◆ PROBLEM TO SOLVE
Give again, unaltered, the line with "task: trace the outline of the street" and all lines that follow it in the listing below, minus any pictures.

◆ RECORDS FOR THIS TASK
_ _ _ _

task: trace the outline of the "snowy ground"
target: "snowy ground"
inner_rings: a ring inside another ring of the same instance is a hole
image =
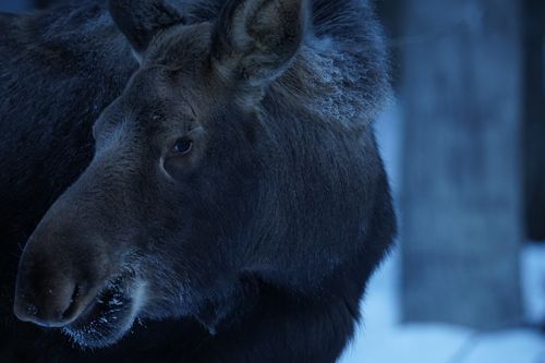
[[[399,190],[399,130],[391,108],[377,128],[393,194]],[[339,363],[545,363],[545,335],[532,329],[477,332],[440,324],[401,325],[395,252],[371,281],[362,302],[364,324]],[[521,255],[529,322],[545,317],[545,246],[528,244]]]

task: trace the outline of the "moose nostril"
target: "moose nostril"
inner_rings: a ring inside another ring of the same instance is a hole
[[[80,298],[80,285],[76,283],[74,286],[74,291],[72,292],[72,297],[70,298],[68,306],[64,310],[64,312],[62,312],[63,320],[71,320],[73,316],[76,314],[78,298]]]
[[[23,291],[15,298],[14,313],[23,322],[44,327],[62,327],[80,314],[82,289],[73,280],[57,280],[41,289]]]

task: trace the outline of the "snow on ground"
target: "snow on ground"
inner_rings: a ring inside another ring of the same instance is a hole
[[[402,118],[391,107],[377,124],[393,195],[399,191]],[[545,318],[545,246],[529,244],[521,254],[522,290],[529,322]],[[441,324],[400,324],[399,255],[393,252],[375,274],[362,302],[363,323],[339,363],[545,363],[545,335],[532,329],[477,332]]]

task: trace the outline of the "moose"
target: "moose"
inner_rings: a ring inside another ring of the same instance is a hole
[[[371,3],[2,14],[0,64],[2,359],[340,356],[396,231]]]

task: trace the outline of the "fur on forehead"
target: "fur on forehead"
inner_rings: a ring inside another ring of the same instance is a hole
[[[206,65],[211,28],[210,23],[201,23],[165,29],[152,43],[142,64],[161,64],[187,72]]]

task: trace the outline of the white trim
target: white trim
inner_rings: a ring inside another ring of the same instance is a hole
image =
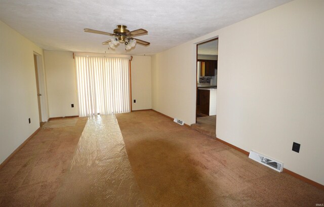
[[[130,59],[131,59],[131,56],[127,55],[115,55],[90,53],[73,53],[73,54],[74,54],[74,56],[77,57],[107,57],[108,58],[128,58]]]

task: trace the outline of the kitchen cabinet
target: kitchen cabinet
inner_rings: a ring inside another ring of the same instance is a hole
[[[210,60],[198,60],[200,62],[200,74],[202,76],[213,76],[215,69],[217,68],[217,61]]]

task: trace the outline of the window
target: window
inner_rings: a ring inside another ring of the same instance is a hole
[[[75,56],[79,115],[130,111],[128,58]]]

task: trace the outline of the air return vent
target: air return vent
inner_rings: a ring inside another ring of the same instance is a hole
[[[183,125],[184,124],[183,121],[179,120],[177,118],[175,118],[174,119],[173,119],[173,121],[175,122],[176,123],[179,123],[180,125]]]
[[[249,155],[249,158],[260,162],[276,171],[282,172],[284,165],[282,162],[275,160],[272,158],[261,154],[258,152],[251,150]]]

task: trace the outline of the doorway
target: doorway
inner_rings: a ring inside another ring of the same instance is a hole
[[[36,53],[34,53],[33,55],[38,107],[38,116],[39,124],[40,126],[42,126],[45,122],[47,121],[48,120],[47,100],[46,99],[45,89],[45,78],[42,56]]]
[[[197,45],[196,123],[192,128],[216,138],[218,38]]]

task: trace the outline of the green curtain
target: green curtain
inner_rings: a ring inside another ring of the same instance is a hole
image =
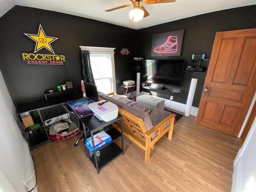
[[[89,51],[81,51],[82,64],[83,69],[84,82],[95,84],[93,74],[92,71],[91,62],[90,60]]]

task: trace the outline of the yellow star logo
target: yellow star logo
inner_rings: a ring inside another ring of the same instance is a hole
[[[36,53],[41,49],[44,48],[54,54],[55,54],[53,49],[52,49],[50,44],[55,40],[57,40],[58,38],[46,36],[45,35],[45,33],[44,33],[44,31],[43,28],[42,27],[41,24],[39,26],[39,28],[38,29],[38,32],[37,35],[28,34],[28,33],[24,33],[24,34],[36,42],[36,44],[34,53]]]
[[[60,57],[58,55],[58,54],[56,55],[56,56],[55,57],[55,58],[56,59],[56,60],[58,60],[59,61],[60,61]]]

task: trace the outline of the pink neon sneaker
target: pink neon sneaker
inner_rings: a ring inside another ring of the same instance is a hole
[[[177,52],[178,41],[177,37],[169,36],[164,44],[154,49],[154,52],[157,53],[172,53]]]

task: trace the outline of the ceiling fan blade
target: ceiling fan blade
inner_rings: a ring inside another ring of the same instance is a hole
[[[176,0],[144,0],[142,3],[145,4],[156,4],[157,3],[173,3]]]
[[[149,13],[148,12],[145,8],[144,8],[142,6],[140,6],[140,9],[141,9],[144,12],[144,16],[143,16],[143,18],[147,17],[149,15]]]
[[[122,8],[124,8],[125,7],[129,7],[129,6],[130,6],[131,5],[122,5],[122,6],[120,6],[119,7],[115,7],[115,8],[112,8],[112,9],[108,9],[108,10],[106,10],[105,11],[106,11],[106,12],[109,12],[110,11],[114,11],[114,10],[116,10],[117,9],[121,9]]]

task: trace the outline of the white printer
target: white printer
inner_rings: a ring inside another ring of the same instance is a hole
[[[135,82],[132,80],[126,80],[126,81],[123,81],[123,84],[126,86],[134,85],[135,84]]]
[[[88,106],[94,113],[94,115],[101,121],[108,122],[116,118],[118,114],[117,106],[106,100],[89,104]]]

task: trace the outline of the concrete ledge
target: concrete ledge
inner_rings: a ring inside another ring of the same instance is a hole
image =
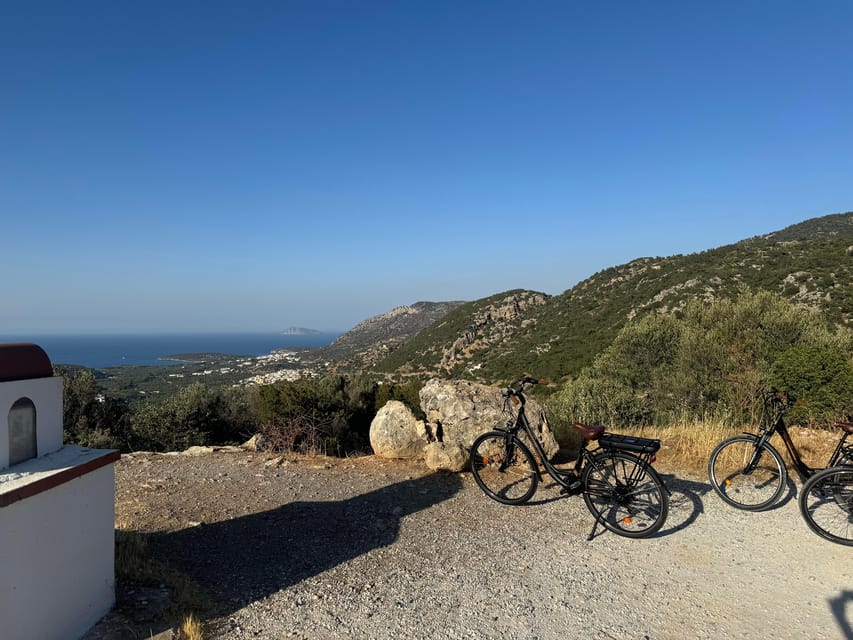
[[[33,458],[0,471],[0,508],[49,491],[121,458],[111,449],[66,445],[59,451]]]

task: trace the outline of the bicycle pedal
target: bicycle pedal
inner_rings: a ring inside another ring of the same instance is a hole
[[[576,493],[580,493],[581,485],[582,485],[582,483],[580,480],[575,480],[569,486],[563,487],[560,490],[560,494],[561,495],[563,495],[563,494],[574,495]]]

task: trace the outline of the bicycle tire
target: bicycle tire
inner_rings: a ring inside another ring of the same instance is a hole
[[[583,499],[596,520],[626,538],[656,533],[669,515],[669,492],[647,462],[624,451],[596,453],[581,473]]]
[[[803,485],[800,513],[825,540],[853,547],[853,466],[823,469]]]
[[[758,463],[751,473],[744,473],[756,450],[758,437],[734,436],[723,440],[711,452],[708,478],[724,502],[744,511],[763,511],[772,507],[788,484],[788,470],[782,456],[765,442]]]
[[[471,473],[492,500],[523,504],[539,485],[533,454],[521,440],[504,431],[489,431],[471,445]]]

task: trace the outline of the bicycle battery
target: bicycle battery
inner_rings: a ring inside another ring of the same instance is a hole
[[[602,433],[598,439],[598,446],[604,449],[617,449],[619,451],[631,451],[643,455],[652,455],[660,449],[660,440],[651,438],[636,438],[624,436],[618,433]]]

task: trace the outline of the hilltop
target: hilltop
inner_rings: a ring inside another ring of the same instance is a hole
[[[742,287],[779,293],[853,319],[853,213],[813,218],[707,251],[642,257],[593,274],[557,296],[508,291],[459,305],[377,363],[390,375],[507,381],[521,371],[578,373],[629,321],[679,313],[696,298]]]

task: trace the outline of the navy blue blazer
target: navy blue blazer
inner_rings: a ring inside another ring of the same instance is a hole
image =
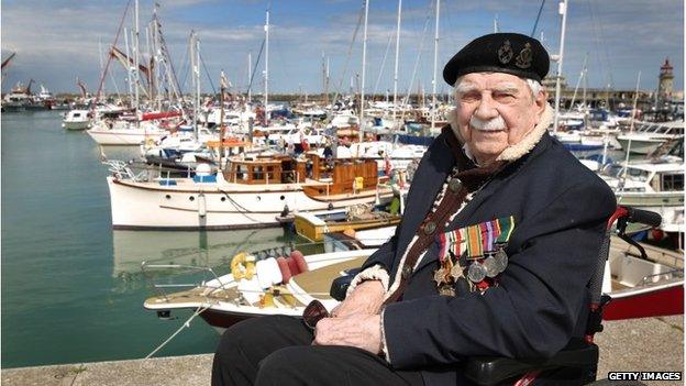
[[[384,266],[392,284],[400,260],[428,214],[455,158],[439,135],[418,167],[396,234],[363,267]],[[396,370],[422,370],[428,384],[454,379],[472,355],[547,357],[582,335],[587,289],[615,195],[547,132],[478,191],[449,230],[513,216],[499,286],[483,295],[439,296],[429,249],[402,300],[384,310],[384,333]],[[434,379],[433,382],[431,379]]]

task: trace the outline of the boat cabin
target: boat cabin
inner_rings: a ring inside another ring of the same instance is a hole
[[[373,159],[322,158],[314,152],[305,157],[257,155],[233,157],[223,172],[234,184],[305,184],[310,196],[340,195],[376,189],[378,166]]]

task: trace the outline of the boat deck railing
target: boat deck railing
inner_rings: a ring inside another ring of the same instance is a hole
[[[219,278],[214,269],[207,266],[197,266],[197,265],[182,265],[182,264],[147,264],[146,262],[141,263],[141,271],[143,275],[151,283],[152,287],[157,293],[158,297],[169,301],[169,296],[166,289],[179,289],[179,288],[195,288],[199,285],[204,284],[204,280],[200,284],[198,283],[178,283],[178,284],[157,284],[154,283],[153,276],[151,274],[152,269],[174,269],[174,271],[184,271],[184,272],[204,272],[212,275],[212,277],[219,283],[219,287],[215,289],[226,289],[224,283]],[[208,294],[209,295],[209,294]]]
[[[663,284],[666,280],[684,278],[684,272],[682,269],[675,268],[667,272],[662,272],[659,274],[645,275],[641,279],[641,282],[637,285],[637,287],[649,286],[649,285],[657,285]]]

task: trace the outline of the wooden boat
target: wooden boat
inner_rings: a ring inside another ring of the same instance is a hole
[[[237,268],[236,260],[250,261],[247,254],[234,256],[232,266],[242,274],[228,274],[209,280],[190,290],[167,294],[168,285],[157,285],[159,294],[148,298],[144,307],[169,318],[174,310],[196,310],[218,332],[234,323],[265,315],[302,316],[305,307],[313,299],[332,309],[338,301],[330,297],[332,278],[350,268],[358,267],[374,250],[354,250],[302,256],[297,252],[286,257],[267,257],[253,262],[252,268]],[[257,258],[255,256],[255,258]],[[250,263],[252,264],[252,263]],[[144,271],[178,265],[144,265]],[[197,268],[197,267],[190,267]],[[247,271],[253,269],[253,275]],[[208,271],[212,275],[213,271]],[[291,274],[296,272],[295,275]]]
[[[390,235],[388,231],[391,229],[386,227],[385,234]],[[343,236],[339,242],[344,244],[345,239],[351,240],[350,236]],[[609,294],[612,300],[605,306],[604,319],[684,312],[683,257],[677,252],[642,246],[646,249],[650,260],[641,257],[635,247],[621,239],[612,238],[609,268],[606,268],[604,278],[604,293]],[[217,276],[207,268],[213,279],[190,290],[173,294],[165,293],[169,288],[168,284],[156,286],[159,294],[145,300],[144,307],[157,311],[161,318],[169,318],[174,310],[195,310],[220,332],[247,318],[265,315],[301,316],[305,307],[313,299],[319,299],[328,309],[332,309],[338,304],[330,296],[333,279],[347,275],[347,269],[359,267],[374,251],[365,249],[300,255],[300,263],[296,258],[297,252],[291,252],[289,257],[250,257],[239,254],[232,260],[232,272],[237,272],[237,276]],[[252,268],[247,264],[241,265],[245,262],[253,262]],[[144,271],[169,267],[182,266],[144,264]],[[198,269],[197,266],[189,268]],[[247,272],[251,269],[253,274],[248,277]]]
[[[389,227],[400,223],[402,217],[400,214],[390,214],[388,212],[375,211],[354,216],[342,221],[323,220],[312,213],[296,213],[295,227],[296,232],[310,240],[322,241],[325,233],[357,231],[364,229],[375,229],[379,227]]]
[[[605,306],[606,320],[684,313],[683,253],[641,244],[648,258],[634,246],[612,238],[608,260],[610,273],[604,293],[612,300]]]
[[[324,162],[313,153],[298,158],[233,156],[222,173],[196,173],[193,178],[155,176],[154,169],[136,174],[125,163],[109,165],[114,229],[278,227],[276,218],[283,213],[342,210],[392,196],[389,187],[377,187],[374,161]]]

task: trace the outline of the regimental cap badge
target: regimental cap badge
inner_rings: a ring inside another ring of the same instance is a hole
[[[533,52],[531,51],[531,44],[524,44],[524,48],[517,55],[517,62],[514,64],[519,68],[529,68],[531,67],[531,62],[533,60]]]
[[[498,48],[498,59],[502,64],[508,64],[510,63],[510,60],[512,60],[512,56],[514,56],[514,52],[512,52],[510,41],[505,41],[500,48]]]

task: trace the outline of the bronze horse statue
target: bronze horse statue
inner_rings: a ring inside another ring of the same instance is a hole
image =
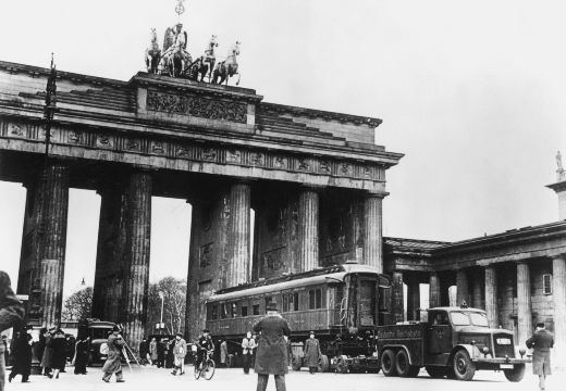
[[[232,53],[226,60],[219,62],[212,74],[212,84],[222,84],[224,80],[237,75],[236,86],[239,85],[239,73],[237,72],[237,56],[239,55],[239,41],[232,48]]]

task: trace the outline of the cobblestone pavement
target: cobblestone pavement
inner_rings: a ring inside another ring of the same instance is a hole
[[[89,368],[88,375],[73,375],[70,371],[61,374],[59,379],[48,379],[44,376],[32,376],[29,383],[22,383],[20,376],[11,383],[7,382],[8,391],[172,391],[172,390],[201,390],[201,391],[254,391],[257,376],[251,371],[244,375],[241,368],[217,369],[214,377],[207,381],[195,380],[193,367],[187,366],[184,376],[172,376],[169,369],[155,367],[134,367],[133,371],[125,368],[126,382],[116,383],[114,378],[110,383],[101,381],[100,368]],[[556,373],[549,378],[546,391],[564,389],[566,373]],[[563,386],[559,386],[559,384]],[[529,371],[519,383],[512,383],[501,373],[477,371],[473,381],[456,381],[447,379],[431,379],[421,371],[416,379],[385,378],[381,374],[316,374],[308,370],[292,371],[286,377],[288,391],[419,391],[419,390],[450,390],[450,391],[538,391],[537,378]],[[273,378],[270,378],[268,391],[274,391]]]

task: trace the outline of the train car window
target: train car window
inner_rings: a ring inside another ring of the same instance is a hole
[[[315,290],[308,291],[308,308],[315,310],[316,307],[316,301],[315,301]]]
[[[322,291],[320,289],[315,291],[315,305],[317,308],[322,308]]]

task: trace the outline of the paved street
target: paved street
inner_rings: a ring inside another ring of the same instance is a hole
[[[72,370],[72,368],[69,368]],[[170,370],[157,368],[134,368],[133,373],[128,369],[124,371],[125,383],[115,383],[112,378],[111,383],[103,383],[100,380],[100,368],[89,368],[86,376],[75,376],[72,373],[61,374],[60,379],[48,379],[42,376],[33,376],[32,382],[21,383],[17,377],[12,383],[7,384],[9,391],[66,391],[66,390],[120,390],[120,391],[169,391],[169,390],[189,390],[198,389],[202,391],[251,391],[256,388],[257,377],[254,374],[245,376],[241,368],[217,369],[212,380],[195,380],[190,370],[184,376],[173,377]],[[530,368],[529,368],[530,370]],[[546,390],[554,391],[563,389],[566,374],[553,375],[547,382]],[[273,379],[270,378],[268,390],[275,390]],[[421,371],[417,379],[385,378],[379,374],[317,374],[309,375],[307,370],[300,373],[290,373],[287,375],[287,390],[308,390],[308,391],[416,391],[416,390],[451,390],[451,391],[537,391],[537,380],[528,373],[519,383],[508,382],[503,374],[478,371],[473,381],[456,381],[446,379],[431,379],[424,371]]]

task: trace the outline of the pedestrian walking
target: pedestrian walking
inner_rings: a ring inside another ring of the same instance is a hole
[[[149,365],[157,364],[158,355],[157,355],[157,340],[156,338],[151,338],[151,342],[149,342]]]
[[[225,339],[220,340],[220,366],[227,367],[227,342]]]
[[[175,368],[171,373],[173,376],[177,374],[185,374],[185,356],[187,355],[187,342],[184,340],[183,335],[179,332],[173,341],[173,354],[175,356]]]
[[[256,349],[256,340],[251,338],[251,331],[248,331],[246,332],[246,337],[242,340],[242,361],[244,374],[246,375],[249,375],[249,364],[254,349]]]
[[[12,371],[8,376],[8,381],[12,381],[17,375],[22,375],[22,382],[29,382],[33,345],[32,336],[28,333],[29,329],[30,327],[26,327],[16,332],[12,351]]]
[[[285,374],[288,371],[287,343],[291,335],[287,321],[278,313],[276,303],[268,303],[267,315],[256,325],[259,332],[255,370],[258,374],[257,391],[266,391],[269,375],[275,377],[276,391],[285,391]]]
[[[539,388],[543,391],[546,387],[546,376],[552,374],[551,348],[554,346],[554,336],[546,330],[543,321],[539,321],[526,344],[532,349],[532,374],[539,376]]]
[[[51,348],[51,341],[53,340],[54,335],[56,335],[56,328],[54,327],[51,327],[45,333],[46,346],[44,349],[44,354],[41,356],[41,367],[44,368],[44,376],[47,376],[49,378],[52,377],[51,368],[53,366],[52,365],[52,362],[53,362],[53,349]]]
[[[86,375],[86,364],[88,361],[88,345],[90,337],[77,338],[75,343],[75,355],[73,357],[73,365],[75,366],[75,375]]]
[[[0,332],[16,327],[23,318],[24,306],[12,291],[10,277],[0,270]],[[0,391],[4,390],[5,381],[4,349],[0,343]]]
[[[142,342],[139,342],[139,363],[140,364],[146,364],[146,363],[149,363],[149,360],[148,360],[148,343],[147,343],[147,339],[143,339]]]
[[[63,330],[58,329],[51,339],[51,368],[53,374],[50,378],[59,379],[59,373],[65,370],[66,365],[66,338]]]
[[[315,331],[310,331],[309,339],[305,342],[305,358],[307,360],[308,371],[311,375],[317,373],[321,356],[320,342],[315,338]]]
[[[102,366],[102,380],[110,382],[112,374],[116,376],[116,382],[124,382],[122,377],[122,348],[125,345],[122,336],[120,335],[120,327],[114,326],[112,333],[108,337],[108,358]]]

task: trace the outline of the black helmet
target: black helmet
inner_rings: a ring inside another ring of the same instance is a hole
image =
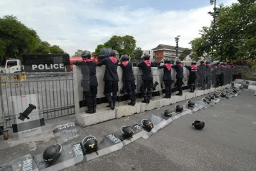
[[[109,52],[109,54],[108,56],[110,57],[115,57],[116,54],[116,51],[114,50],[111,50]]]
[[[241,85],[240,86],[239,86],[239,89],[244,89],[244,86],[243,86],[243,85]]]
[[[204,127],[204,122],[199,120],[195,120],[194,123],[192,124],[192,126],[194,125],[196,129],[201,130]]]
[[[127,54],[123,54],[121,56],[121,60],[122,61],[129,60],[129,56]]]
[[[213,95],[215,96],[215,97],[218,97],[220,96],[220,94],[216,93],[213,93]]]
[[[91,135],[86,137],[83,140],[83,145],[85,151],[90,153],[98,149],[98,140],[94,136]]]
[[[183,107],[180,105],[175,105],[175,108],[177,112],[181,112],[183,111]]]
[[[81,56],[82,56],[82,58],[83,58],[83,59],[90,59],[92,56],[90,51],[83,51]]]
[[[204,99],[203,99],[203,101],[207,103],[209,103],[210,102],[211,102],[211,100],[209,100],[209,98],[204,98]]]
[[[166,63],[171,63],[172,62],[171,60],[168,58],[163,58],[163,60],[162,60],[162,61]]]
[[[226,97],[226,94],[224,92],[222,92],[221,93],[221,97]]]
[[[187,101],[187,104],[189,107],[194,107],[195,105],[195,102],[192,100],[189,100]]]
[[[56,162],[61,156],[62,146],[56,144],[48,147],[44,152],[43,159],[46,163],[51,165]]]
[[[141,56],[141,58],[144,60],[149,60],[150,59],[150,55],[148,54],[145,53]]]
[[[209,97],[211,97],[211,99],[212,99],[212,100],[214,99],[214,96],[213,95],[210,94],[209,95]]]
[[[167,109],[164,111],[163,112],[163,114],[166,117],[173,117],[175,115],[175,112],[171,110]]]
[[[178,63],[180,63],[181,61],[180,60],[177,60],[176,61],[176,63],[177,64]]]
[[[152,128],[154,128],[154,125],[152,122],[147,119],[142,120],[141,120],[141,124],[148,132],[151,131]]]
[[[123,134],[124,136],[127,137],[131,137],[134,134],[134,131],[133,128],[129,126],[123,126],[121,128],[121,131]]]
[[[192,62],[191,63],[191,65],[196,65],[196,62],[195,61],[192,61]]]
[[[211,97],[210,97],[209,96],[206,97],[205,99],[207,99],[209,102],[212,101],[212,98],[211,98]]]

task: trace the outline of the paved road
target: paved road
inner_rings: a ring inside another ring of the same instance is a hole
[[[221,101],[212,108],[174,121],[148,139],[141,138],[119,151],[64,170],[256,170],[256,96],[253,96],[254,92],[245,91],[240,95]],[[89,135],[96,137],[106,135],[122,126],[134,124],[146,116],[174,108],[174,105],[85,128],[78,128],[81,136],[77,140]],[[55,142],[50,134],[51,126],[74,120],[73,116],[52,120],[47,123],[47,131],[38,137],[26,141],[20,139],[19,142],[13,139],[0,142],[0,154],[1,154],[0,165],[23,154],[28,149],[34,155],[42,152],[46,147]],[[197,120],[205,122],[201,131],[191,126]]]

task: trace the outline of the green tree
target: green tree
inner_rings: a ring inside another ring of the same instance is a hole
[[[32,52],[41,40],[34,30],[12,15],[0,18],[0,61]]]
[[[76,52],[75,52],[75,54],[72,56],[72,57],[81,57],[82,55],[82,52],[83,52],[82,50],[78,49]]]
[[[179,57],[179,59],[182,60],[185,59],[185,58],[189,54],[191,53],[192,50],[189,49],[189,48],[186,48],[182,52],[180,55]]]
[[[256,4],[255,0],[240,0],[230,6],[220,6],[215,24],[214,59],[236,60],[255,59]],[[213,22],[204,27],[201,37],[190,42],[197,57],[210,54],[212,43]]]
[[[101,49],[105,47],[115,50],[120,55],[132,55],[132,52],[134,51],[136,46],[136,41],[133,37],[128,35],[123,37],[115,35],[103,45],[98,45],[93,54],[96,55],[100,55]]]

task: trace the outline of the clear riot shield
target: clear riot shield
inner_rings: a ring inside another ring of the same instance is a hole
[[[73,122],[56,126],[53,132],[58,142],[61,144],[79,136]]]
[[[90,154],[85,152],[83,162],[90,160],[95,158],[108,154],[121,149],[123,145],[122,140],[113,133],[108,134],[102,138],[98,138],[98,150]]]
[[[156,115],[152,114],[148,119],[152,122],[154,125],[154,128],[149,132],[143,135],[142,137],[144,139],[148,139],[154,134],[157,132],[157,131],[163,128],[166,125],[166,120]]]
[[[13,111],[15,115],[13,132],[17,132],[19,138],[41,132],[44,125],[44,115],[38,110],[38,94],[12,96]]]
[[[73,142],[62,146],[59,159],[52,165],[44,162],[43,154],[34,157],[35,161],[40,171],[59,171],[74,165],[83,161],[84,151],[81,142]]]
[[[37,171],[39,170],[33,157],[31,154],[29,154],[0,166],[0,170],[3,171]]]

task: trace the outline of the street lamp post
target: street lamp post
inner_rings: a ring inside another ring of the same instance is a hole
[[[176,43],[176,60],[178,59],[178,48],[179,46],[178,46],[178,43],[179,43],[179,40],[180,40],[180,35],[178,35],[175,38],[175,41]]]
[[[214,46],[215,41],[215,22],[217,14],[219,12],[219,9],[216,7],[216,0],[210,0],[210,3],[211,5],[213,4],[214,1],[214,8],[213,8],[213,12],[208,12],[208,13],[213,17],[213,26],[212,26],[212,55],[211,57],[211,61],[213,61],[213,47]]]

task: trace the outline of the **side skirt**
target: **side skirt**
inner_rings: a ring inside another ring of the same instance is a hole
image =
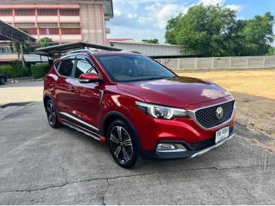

_ _ _ _

◆ REPLY TO THE EXERCISE
task: trace the outline of the street lamp post
target: street lamp post
inner_rings: a ring inside another ring of the same instance is a hole
[[[176,43],[176,60],[178,59],[178,48],[179,46],[178,46],[178,43],[179,43],[179,40],[180,40],[180,35],[178,35],[175,38],[175,41]]]
[[[214,46],[215,41],[215,22],[217,14],[219,12],[219,9],[216,7],[216,0],[210,0],[210,3],[211,5],[213,4],[214,1],[214,8],[213,8],[213,12],[208,12],[208,13],[213,17],[213,26],[212,26],[212,55],[211,57],[211,61],[213,61],[213,47]]]

task: trace the outline of the **side skirt**
target: **side skirt**
inner_rings: a ring inside another ring of the same instance is a hole
image =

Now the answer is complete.